→ INFORMATION PROVIDED:
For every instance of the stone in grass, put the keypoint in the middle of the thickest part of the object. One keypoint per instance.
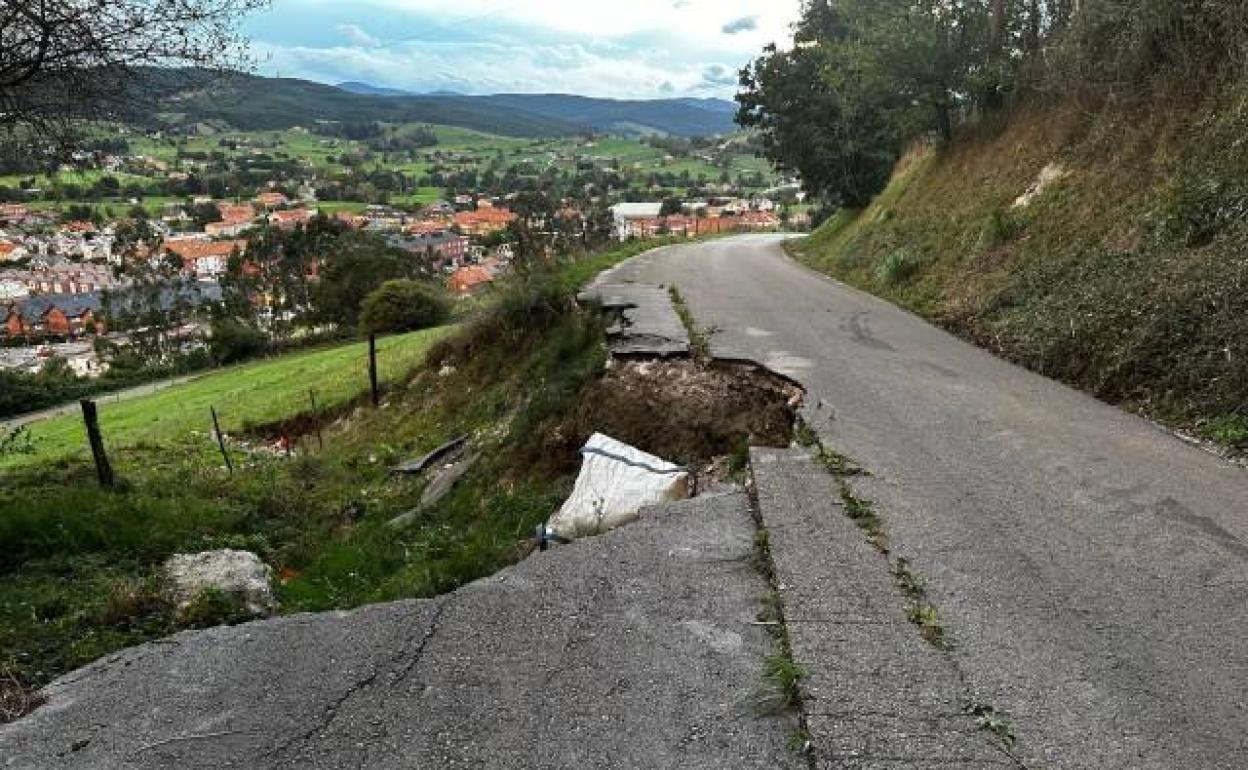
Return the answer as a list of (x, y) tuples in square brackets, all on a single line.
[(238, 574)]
...
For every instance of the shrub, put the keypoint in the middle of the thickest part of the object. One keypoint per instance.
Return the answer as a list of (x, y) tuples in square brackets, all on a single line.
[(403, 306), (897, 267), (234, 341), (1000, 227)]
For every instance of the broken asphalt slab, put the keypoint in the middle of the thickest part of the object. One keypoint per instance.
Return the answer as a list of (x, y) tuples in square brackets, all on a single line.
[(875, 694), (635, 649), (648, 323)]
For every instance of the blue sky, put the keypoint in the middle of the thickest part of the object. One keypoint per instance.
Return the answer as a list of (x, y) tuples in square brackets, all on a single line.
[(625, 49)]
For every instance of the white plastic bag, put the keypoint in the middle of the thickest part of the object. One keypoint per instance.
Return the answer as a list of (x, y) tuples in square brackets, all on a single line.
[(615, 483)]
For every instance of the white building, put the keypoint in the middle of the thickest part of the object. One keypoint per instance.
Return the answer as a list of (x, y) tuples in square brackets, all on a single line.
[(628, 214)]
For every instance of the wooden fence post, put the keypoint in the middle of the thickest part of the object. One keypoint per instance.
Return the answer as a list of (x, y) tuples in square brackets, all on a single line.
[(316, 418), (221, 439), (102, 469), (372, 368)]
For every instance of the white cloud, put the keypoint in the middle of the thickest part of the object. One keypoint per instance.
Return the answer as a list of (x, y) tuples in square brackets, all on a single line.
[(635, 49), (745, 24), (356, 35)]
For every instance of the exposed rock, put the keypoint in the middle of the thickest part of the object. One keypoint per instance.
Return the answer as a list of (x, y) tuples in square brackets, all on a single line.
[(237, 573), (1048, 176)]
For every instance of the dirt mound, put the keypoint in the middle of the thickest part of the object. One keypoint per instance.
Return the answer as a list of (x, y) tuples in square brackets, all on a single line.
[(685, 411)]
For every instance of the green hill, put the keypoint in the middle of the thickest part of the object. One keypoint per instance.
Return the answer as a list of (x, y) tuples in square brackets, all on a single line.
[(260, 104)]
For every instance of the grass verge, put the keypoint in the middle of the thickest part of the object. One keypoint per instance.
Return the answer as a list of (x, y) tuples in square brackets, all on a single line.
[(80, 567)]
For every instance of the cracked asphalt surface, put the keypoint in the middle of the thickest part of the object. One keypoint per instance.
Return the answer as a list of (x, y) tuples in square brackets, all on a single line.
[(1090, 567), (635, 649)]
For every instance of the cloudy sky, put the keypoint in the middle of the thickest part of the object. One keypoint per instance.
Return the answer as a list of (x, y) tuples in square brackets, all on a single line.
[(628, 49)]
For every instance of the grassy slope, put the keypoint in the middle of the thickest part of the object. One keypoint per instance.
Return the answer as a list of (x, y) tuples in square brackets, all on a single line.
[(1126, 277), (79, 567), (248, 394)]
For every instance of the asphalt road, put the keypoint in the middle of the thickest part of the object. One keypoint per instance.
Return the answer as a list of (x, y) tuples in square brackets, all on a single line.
* * *
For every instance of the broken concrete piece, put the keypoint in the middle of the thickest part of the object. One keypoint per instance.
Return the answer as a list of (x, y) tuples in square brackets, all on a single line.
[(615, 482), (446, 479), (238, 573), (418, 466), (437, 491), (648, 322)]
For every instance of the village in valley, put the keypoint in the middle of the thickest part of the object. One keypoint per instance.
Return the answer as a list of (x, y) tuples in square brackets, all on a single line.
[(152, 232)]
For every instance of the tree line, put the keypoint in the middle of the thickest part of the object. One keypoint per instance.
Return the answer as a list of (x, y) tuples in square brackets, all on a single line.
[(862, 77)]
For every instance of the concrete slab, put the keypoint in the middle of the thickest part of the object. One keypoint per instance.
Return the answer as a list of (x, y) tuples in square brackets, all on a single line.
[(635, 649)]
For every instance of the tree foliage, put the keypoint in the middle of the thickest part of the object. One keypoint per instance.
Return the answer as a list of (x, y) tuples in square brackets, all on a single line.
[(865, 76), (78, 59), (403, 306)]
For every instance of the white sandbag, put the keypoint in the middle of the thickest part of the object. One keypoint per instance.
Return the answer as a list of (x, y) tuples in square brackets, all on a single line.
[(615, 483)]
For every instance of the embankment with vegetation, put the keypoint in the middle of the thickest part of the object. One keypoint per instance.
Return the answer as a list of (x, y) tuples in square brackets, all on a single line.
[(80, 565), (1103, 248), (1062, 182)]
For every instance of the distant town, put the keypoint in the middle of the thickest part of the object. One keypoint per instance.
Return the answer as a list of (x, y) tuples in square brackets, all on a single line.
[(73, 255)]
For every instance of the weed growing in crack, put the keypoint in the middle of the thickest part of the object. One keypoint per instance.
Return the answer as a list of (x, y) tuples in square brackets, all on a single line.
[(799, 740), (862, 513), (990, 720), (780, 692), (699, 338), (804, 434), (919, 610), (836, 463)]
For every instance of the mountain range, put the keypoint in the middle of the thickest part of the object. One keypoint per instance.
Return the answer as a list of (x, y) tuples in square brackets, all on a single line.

→ STATED TASK:
Rewrite the material as a Markdown table with the columns Row and Line, one row per line, skipping any blank lines. Start at the line containing "For every instance of the grassy" and end after the line containing "[(1126, 277), (79, 567), (248, 394)]".

→ OUTPUT FOR THIS TASK:
| Row | Line |
|---|---|
| 1 | For every instance of the grassy slope, put the keypoint in the middle of the thickest part of the object. One keypoint per instance. |
| 2 | Return the answer as a list of (x, y) tuples in square brackets, all on a single line. |
| 3 | [(1126, 277), (79, 567), (248, 394)] |